What the task requires: Your answer should contain every line of the records, transcribed word for word.

(Source data)

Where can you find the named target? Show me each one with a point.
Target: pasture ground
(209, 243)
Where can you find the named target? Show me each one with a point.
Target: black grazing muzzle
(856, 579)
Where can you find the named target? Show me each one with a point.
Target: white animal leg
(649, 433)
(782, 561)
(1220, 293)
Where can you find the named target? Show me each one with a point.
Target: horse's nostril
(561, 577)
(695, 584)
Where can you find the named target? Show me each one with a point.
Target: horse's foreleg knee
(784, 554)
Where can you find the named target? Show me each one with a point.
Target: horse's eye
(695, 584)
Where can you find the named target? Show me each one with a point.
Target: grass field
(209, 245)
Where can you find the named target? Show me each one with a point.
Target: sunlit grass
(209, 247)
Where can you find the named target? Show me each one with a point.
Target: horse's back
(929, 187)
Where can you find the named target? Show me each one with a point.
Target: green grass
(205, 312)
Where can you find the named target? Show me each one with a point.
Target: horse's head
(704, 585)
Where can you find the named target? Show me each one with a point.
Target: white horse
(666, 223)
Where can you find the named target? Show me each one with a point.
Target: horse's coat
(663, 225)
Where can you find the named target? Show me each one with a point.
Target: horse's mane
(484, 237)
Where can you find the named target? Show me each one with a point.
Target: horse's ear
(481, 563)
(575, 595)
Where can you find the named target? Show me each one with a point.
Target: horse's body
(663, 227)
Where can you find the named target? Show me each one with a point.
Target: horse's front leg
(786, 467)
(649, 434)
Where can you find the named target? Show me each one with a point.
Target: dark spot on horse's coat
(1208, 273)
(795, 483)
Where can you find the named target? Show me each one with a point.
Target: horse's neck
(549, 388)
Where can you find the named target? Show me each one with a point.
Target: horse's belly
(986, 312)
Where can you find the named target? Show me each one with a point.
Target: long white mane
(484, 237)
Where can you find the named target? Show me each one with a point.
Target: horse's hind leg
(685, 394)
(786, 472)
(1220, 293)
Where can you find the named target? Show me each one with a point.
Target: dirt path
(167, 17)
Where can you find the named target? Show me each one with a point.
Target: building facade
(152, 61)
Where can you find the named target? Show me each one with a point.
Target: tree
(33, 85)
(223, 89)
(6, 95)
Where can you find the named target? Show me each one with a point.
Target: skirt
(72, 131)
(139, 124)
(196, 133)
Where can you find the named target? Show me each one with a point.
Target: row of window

Finished exercise:
Where can you find the named target? Show me each one with a point.
Target: pasture ground
(209, 243)
Where can you find the named target? Show me each one with a point.
Target: black grazing muzzle
(856, 579)
Where can you find the named target? Show me each one with a point.
Target: white animal leg
(649, 433)
(782, 561)
(1220, 293)
Where can you find the named target? Show me each one with a point.
Target: horse's nostril
(561, 577)
(695, 584)
Where can you find the named target? Show me each one with a point.
Target: horse's foreleg knee
(784, 554)
Where can you find the named target? Show me each one with a point.
Target: horse's eye
(695, 584)
Where can you find the named target? Show me each one with a point.
Target: grass field
(209, 245)
Where can you find the named target? Show me each one with a point.
Target: sunlit grass
(209, 247)
Where can you find the named target? Show me each one with a point.
Target: horse's back
(929, 187)
Where can you find the named target? Show me each one with a point.
Target: green grass
(205, 312)
Where can you find the named target? Show me each one with a point.
Target: horse's head
(704, 585)
Where can you find the named target? Show me each one with a point.
Target: white horse
(666, 223)
Where can you find the named target? Show me each one with a point.
Target: horse's coat
(663, 225)
Where can you find the named target? Show me each one with a point.
Target: horse's mane
(484, 237)
Where can you find the named target? Show me each one with a point.
Target: horse's ear
(481, 563)
(575, 595)
Where can you find the named target? Show me each one with a point.
Target: horse's body
(663, 227)
Where can you find the named target? Show me each one with a point.
Target: horse's front leg
(786, 467)
(649, 434)
Where can you find the named target? Show me each one with a point.
Target: dark spot on horse's coat
(1208, 273)
(795, 483)
Where can you find the named target? Show me each one with a point.
Target: horse's neck
(549, 388)
Where can you find the named target? Show me each one with a point.
Target: horse's belly
(986, 312)
Where can you find the named target? Show me each one with a point.
Target: long white mane
(484, 237)
Where can you find the named target? Show me each one with a point.
Target: horse's hind leg
(685, 394)
(786, 472)
(1220, 293)
Where can you find the named target? Show me each one with a point.
Target: dirt path
(167, 17)
Where can you find the named target? Show me each one with a point.
Target: building facade
(152, 61)
Where can you find the named target? Show me each one with a point.
Target: tree
(33, 85)
(223, 89)
(6, 95)
Where can you find the named target? Show me each one with a point.
Target: skirt
(72, 131)
(139, 124)
(196, 133)
Where can you find the named target? Show me each one with a point.
Target: row of window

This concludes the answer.